(Box annotations for photos)
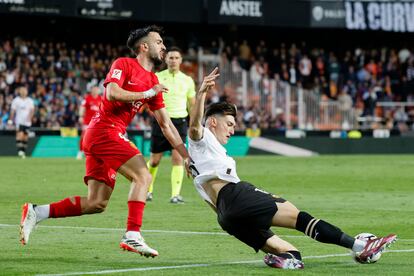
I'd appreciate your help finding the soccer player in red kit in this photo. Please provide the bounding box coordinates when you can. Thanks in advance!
[20,26,190,257]
[76,86,102,160]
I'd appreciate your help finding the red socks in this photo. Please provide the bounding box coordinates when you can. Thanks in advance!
[127,201,145,232]
[49,196,145,232]
[49,196,82,218]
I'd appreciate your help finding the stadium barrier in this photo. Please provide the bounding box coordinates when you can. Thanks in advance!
[0,129,414,158]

■ PROBLEM STATEMENT ■
Rewrite every one of these lines with "in this photo" swapped for "in this picture" and nothing else changed. Leave the pictures out.

■ RESULT FOR THIS EXERCISE ■
I'd appreciate your help finding the soccer player in red kit in this picture. Please provide the bounding box coordinates when you can. Thanks in advance!
[20,26,190,257]
[76,86,102,160]
I'd appreciate your help finding the red socks in this picture. Please provide the bounding box coordinates when you can. Thanks in advance!
[127,201,145,232]
[49,196,145,232]
[49,196,82,218]
I'd appreciate your help finding the stadium barrier in this picture. Please provide the bounding box coordinates when you can. Thanks in advance!
[0,129,414,158]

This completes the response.